§ SET TASKS
1. Can you write out the passage of the DOCA Flow article from "NVIDIA DOCA Flow is" to "reducing power usage."?
2. Answer these questions from the DOCA Flow article:
(a) In what space does DOCA Flow run?
(b) What kind of library APIs does DOCA Flow offer for defining hardware-based packet processing pipelines?
(c) Which two products is the DOCA framework meant to simplify programming for?

§ QUOTED TEXT
Data Center / Cloud

Harness DPU-Accelerated Packet-Steering Logic with NVIDIA DOCA Flow

The NVIDIA DOCA framework aims to simplify the programming and application development for NVIDIA BlueField DPUs and ConnectX SmartNICs. It provides high-level abstraction building blocks relevant to network applications through an SDK, runtime binaries, and high-level APIs that enable developers to rapidly create applications and services.

NVIDIA DOCA Flow is a newly updated set of software drivers and a steering library in the DOCA Framework. It runs in user space and enables offloading of networking-related operations from the CPU. This in turn enables applications to process high-packet throughput workloads with low latency, conserving CPU resources and reducing power usage. 

DOCA Flow also efficiently optimizes the utilization of BlueField DPUs and ConnectX SmartNICs. DOCA is the key to unlocking the potential of BlueField’s acceleration engines, while DOCA Flow grants rapid access to the acceleration engine for packet-steering logic.

Simplify and expedite development

DOCA Flow offers C library APIs for defining hardware-based packet processing pipelines​, abstracting the hardware capabilities of BlueField DPUs and ConnectX SmartNICs. This enables developers to construct high-performance and scalable applications for data center and cloud networks, programmatically defining and controlling network traffic flows, implementing network policies, and efficiently managing resources.

§ DATA PROVIDED

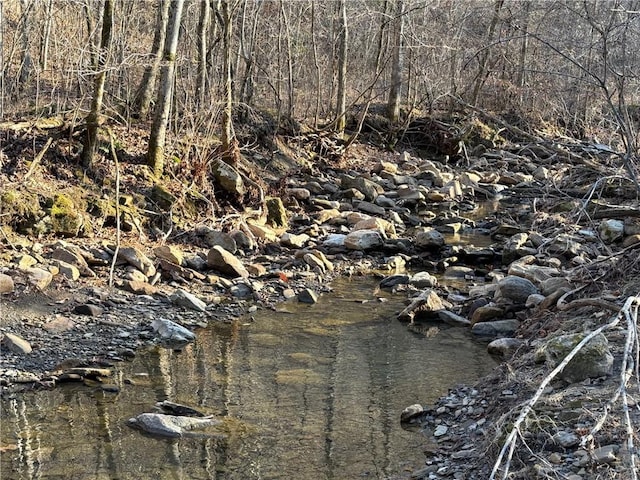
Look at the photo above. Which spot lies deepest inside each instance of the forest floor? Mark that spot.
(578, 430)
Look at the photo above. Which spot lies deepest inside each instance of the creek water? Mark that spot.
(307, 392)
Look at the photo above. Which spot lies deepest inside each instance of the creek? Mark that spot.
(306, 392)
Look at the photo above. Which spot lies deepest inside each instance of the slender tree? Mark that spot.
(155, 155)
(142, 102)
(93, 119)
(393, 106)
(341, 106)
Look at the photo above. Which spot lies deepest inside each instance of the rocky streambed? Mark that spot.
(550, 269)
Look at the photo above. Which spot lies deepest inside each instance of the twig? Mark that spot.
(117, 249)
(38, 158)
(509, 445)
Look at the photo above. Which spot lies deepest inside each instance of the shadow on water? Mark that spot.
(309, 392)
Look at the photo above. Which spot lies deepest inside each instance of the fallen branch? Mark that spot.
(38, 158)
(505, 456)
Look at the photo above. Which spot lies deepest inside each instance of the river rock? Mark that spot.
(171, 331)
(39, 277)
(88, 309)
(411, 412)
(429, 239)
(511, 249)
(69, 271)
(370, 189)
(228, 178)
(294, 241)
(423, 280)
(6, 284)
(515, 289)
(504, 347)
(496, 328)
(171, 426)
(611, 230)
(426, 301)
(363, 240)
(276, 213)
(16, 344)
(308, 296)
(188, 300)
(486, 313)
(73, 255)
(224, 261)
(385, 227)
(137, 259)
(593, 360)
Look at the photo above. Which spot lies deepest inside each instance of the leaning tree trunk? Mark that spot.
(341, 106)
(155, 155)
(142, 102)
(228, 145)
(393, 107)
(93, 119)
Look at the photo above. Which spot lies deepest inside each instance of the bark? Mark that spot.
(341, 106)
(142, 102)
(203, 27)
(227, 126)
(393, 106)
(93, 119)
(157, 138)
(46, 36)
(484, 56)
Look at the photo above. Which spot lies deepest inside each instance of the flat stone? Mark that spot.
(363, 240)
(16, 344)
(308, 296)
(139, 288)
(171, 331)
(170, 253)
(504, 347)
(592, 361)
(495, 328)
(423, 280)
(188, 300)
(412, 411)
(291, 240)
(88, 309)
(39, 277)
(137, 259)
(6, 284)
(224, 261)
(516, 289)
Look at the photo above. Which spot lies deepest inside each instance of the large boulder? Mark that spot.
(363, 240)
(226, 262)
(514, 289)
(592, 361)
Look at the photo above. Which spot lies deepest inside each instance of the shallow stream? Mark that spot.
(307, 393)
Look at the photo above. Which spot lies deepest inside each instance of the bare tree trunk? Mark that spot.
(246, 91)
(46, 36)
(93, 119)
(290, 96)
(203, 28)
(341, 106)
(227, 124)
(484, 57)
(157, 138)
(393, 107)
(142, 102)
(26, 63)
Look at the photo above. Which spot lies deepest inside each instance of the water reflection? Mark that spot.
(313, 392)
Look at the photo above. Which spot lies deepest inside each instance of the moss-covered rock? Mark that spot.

§ OUTPUTS IN ORDER
1.
NVIDIA DOCA Flow is a newly updated set of software drivers and a steering library in the DOCA Framework. It runs in user space and enables offloading of networking-related operations from the CPU. This in turn enables applications to process high-packet throughput workloads with low latency, conserving CPU resources and reducing power usage.

2.
(a) User space.
(b) C library APIs.
(c) NVIDIA BlueField DPUs and ConnectX SmartNICs.